[DATASET EXTRACT]

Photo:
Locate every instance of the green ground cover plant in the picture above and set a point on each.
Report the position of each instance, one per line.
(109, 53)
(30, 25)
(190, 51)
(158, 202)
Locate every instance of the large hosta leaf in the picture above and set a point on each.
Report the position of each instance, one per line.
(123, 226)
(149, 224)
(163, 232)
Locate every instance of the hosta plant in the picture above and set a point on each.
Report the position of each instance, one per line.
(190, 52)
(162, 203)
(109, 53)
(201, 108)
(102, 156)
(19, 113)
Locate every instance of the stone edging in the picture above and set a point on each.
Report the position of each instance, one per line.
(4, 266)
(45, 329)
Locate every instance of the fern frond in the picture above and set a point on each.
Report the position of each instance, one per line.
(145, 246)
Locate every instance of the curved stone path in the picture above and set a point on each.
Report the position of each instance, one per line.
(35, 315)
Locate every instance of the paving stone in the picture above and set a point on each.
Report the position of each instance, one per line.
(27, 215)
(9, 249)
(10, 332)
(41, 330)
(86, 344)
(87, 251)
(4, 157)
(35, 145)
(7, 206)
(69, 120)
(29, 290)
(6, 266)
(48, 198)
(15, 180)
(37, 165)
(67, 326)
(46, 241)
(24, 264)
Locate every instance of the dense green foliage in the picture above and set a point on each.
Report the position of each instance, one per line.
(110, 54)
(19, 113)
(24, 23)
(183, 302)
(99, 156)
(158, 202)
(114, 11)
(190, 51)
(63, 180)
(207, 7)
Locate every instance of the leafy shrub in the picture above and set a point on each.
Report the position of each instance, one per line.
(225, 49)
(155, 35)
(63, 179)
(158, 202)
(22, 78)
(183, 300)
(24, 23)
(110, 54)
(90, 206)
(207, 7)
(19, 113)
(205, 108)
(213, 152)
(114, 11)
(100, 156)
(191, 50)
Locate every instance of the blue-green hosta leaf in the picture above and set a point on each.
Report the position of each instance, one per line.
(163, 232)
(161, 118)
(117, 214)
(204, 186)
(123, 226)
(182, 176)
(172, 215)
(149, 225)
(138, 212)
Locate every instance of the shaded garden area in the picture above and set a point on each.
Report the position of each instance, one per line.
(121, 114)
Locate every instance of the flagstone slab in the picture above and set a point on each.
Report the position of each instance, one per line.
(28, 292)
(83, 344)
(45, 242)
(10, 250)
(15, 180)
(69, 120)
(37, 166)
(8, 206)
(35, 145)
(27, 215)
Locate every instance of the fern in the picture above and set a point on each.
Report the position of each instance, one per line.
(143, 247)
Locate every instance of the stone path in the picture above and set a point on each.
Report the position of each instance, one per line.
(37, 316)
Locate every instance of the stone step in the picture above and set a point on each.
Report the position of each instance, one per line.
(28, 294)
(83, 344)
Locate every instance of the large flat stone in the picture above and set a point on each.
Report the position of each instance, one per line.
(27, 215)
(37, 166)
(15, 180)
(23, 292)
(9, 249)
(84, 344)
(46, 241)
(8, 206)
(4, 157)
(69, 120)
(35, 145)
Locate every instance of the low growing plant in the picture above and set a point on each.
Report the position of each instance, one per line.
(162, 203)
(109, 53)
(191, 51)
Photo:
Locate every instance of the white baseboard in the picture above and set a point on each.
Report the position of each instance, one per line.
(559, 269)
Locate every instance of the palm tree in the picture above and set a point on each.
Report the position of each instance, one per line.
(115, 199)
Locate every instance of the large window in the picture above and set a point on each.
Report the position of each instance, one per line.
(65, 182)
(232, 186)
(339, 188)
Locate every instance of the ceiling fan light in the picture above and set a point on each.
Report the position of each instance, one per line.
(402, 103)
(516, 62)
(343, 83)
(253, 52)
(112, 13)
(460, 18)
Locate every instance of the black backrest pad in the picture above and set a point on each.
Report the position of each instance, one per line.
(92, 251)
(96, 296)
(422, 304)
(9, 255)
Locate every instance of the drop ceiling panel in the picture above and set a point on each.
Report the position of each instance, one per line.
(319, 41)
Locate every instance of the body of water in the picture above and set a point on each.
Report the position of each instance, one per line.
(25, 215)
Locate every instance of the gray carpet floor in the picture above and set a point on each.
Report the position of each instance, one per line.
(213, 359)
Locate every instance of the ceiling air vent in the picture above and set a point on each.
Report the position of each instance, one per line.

[/DATASET EXTRACT]

> DIRECTIONS FOR THIS TASK
Set the data down again in full. Keep it exact.

> RESPONSE
Photo:
Locate every instance of the green ground cover plant in the picture above and set a point on each.
Report the position of each instance, one per line.
(109, 53)
(30, 25)
(190, 51)
(158, 202)
Locate every instance of the large hosta leaf in the picture above and set a point on each.
Report the position of each instance, one per line.
(123, 226)
(149, 224)
(163, 232)
Locate every instance of the hosta plant in the picture above and set a point on each.
Report the position of each instance, one per line.
(190, 52)
(162, 203)
(109, 53)
(201, 108)
(102, 156)
(19, 113)
Locate every instance of the stone edging in the picture above and set a point on each.
Report the position of each instance, one per line.
(4, 266)
(45, 329)
Locate every instance of the fern frond in the picture above and set a point on each.
Report the position of each instance, one per line.
(145, 246)
Locate every instance of the curved stone path in the picture above and set a point on each.
Report the position of each instance, one per line.
(35, 315)
Locate every instance of the paving stone in the picture above and set a point on each.
Report the position of each instance, one per line.
(27, 215)
(9, 249)
(10, 332)
(41, 330)
(86, 344)
(87, 251)
(4, 157)
(35, 145)
(7, 206)
(69, 120)
(29, 290)
(6, 266)
(48, 198)
(15, 180)
(37, 165)
(67, 326)
(46, 241)
(24, 264)
Locate every instance of the dense green foliage in the picture above and set a point on each.
Report the position of each instance, one per line.
(110, 54)
(19, 113)
(24, 23)
(183, 302)
(99, 156)
(158, 202)
(114, 11)
(190, 51)
(63, 180)
(207, 7)
Locate every instance of the leafy shrub in the picture above and set a point on each.
Report the position of each instance, one per line.
(225, 49)
(155, 35)
(63, 179)
(158, 202)
(22, 78)
(183, 300)
(24, 23)
(110, 54)
(90, 206)
(207, 7)
(19, 113)
(205, 108)
(213, 152)
(114, 11)
(100, 156)
(191, 50)
Locate every instance of the blue-green hosta leaf in the picture above and set a point on each.
Report the position of each instance, one per line.
(163, 232)
(161, 118)
(117, 214)
(204, 186)
(123, 226)
(182, 176)
(172, 215)
(149, 225)
(138, 212)
Locate every instance of the shaded garden area in the picture above and set a point on each.
Report the position of each instance, one per line.
(121, 114)
Locate every instance of the flagstone slab in the picture above and set a point on each.
Report the position of each instance, one per line.
(28, 292)
(83, 344)
(45, 242)
(10, 250)
(15, 180)
(69, 120)
(37, 166)
(8, 206)
(35, 145)
(27, 215)
Locate every instance of the fern in the picture above and set a point on each.
Report the position of each instance, one per line.
(143, 247)
Locate every instance of the stone path in the picture above and set a point on each.
Report the position of each instance, one per line.
(37, 316)
Locate every instance of the stone step in the picture above and set a point on each.
Report the position of each instance, one per line.
(28, 294)
(83, 344)
Locate every instance of the large flat stone in the picture above and set a point on each.
Report the position of each instance, one per line.
(27, 215)
(37, 166)
(15, 180)
(23, 292)
(9, 249)
(84, 344)
(46, 241)
(8, 206)
(4, 157)
(69, 120)
(35, 145)
Locate every instance of the low growing plant in the picture above and set a point on each.
Report the position of each instance, one per line.
(162, 203)
(109, 53)
(191, 51)
Photo:
Locate every instance of the white baseboard in the picture above and set a point on each.
Report the position of each instance, one per line.
(559, 269)
Locate every instance of the palm tree in the picture above and set a point on each.
Report the position of each instance, one per line.
(115, 199)
Locate every instance of the large window in the picture above and set a point on each.
Report the position of each instance, one per line.
(65, 182)
(232, 186)
(339, 188)
Locate every instance of the ceiling fan light in the picture above and set a point on each.
Report the position of each instance, one per line.
(402, 103)
(516, 62)
(343, 83)
(253, 52)
(112, 13)
(460, 18)
Locate every instance of the black backrest pad in the picture above and set a point on each.
Report the position of each instance, one per line.
(92, 251)
(96, 296)
(422, 304)
(9, 255)
Locate every instance of the drop ceiling panel in the picture above and set a point on each.
Report the position of each instance, one per line.
(319, 41)
Locate every instance of the body of water in the picture above and set a point on each.
Report the position of each instance, one per line.
(25, 215)
Locate every instance of the gray carpet floor in the picture above and set a point on each.
Report the position of each instance, one per line.
(213, 359)
Locate every instance of the ceiling air vent in the picture above and set a point on each.
Report the position of each instance, one per line.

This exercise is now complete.